───── MATERIAL FOR THIS TASK ─────
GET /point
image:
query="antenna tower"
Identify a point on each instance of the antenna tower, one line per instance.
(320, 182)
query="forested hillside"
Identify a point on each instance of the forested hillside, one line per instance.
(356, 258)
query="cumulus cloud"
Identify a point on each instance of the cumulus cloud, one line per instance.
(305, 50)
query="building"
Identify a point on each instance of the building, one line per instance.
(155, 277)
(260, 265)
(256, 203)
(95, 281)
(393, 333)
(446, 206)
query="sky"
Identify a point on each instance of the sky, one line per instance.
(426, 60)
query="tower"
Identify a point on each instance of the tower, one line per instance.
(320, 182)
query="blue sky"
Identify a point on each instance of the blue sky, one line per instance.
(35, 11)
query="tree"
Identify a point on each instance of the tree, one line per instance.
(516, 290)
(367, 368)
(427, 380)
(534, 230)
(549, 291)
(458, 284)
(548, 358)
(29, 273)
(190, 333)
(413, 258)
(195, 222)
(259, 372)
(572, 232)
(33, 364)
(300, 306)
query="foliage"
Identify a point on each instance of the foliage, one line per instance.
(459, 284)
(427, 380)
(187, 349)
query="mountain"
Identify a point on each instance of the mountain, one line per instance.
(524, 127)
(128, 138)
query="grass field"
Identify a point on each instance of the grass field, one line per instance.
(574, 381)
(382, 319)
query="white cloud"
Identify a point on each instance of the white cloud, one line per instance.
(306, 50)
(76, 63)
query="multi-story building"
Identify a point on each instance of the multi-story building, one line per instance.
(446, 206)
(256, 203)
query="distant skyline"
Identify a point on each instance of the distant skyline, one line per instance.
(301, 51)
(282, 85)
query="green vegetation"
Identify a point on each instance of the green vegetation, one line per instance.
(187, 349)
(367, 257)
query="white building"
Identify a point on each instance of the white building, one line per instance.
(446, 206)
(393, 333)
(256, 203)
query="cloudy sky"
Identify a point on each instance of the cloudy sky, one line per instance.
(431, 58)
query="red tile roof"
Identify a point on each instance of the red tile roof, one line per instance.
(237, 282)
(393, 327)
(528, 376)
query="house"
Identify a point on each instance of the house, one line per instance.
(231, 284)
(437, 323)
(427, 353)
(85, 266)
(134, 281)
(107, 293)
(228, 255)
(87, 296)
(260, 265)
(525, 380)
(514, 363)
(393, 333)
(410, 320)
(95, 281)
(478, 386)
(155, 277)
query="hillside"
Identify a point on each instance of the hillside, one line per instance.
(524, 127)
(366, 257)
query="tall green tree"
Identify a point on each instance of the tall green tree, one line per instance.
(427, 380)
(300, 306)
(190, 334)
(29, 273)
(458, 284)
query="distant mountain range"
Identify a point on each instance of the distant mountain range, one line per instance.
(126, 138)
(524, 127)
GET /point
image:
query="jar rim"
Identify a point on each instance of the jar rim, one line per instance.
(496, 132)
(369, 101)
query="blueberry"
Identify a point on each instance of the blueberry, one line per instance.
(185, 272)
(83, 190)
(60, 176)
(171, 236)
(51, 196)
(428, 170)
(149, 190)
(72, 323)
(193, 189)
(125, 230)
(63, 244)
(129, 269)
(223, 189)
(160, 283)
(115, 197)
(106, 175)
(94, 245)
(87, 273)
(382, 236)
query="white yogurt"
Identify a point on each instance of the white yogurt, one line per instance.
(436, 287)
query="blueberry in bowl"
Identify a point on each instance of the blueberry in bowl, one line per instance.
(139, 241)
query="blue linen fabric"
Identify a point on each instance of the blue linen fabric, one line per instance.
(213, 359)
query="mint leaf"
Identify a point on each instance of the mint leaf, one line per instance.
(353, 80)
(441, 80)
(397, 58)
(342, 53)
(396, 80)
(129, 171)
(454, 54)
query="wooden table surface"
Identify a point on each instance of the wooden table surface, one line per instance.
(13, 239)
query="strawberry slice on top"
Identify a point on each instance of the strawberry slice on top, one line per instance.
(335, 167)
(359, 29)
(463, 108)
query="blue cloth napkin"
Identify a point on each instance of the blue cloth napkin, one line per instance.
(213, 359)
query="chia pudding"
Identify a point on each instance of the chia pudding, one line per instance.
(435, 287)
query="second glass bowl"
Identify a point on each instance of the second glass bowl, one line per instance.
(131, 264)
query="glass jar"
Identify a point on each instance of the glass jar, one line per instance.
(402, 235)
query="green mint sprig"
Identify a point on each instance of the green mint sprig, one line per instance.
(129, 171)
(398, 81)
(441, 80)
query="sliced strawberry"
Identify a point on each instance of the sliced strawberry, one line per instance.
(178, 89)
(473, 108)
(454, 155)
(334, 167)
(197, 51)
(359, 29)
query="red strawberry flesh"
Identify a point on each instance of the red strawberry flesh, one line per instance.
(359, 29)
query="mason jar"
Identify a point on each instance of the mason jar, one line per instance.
─────
WHAT YOU ARE ASKED TO DO:
Report every line from the material above that mentions the word "mason".

SOLVED PROBLEM:
query="mason jar"
Identify a point on each instance of the mason jar, one line per instance.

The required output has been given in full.